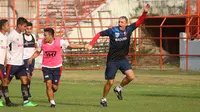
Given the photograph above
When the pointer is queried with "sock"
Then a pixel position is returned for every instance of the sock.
(24, 90)
(1, 93)
(5, 93)
(53, 102)
(29, 86)
(103, 99)
(118, 88)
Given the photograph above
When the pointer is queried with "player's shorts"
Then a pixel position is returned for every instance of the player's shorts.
(14, 70)
(113, 66)
(53, 74)
(29, 67)
(2, 72)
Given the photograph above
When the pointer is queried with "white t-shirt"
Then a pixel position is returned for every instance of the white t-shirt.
(29, 51)
(3, 47)
(15, 49)
(63, 43)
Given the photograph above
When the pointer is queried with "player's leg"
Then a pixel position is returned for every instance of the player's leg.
(126, 69)
(56, 80)
(48, 78)
(24, 87)
(29, 70)
(8, 75)
(111, 70)
(49, 92)
(1, 93)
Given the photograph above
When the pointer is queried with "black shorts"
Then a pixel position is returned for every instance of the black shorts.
(113, 66)
(29, 67)
(2, 72)
(14, 70)
(53, 74)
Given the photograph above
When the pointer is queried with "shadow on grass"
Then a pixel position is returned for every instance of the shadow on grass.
(169, 95)
(45, 101)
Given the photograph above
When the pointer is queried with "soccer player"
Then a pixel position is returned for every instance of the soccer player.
(52, 61)
(116, 59)
(4, 28)
(30, 45)
(15, 65)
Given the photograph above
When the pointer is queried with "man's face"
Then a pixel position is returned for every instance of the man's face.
(6, 27)
(122, 23)
(28, 30)
(47, 37)
(22, 27)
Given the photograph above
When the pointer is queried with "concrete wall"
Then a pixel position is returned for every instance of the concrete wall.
(129, 8)
(193, 48)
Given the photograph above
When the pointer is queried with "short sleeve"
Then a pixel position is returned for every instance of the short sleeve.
(64, 44)
(39, 45)
(105, 32)
(132, 27)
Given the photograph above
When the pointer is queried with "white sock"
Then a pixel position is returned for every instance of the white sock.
(26, 101)
(52, 102)
(103, 99)
(118, 88)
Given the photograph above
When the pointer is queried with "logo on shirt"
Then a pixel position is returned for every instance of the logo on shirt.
(121, 39)
(28, 43)
(117, 34)
(46, 76)
(50, 53)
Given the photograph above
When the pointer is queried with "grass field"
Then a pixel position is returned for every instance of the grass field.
(81, 91)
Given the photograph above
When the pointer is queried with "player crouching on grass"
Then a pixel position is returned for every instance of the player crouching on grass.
(52, 60)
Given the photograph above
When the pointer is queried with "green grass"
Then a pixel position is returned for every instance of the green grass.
(81, 91)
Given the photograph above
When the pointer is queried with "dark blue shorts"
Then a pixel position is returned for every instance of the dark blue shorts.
(53, 74)
(2, 72)
(113, 66)
(14, 70)
(29, 67)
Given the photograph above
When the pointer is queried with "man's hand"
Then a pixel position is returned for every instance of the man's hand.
(30, 61)
(146, 7)
(89, 47)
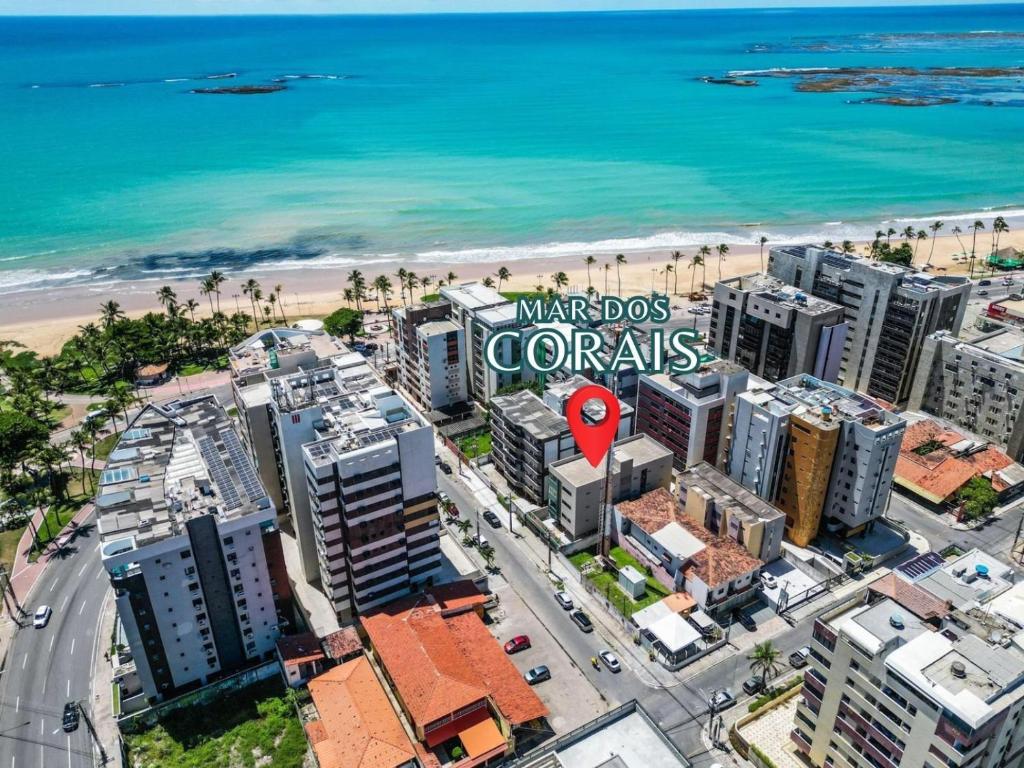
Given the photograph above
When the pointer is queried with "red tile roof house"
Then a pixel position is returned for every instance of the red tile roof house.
(459, 690)
(716, 571)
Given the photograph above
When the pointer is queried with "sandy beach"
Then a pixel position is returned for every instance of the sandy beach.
(43, 321)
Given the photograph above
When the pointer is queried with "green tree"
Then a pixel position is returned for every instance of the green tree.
(344, 322)
(764, 662)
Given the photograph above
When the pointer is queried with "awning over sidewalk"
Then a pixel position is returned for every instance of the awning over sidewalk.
(481, 738)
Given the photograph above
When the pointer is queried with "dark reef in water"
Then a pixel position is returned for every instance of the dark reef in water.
(242, 90)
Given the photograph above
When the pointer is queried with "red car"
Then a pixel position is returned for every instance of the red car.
(516, 644)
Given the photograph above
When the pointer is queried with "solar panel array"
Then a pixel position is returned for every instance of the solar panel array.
(219, 472)
(244, 468)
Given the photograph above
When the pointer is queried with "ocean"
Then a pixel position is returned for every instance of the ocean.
(449, 138)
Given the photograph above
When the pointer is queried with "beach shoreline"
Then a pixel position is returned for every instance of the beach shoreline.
(57, 312)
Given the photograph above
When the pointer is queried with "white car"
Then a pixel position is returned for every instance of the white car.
(42, 616)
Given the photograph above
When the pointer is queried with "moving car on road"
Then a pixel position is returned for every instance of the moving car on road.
(538, 675)
(42, 616)
(583, 621)
(608, 659)
(70, 721)
(517, 643)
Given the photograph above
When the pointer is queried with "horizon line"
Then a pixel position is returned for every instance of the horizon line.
(773, 9)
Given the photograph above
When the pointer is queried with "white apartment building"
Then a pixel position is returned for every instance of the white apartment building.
(886, 688)
(184, 523)
(372, 482)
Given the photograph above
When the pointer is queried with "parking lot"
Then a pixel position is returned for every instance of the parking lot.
(567, 712)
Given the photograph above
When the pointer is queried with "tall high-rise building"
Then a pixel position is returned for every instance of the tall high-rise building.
(371, 481)
(689, 414)
(774, 330)
(184, 529)
(977, 384)
(823, 454)
(889, 308)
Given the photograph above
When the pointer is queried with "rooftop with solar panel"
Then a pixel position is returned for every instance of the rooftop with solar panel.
(177, 461)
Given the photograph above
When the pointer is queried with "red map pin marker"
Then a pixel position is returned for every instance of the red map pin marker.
(593, 439)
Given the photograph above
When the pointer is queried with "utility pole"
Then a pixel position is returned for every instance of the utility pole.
(92, 732)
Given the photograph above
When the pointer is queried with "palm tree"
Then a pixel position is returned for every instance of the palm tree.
(695, 261)
(111, 313)
(922, 235)
(560, 280)
(401, 274)
(249, 288)
(935, 230)
(677, 256)
(620, 260)
(956, 232)
(722, 251)
(705, 252)
(764, 662)
(978, 224)
(503, 274)
(276, 292)
(358, 284)
(217, 279)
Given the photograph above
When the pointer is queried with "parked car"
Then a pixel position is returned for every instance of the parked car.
(747, 621)
(754, 684)
(42, 616)
(608, 659)
(583, 621)
(538, 675)
(721, 699)
(799, 657)
(517, 643)
(70, 721)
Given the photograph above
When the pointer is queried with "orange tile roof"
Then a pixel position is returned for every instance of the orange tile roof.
(425, 664)
(357, 728)
(440, 665)
(719, 562)
(919, 601)
(342, 643)
(300, 648)
(513, 697)
(938, 474)
(457, 596)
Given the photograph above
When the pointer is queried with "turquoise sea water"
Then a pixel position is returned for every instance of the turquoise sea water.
(487, 137)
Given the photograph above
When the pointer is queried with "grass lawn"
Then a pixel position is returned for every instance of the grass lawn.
(254, 727)
(105, 445)
(475, 444)
(607, 584)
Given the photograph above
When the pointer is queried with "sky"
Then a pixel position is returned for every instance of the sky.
(186, 7)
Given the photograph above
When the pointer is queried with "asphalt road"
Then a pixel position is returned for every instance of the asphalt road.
(48, 667)
(681, 709)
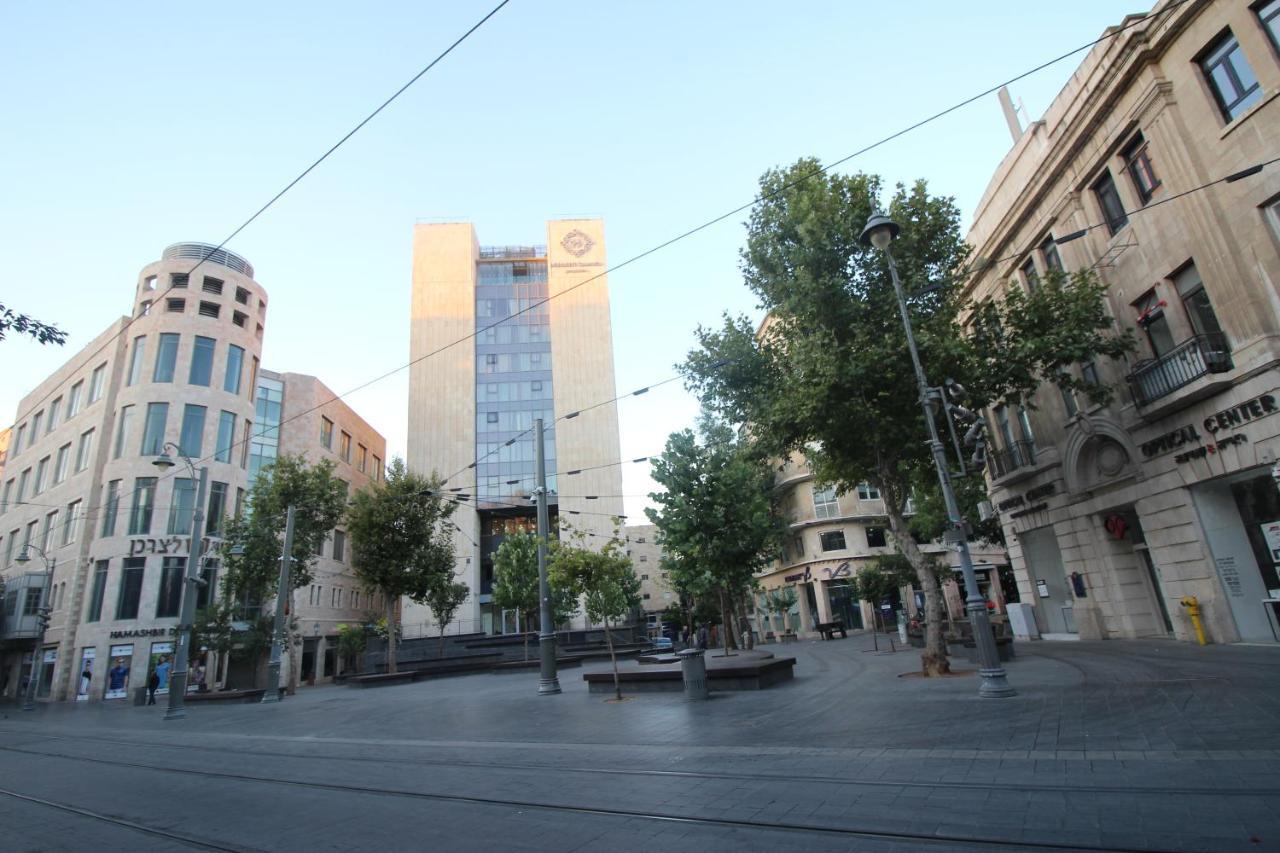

◆ Directions
Copy out every line above that contains the string "shoreline", treating the match as case-sensitive.

◆ Expected output
When the pointer is queried with "beach shoreline"
Then a pixel position is returned for every instance of the beach shoreline.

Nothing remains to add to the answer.